(THE DATA begins)
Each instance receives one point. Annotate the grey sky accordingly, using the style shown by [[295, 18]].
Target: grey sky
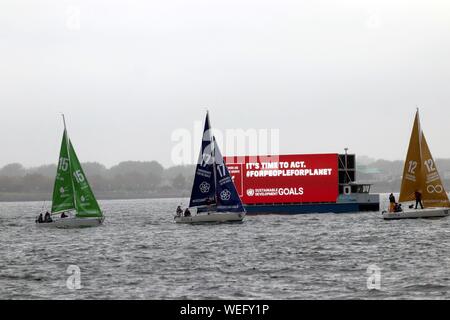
[[328, 74]]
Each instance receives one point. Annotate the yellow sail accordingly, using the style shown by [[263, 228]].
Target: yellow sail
[[412, 173], [434, 194], [420, 172]]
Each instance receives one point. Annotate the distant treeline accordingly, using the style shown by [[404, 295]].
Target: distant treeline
[[131, 179], [134, 179]]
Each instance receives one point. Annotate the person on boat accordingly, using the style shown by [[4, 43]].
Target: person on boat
[[418, 196], [179, 211], [40, 219], [398, 208], [392, 203], [48, 218]]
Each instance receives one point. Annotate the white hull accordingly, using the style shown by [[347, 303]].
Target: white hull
[[211, 218], [417, 214], [70, 223]]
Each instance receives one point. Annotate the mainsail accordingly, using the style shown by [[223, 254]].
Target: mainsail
[[226, 194], [85, 203], [204, 190], [72, 190], [420, 172], [63, 193]]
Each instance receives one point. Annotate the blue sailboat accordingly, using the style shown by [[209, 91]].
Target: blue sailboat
[[214, 194]]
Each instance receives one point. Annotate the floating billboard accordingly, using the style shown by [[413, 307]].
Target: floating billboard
[[286, 178]]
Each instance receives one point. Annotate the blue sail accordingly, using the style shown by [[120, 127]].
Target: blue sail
[[228, 199], [204, 189]]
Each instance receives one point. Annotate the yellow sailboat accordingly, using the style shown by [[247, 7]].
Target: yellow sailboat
(THE DATA ends)
# ASSIGNMENT
Tally up the lines in the records containing the word "accordingly", then give the count and nothing else.

# TASK OUTPUT
10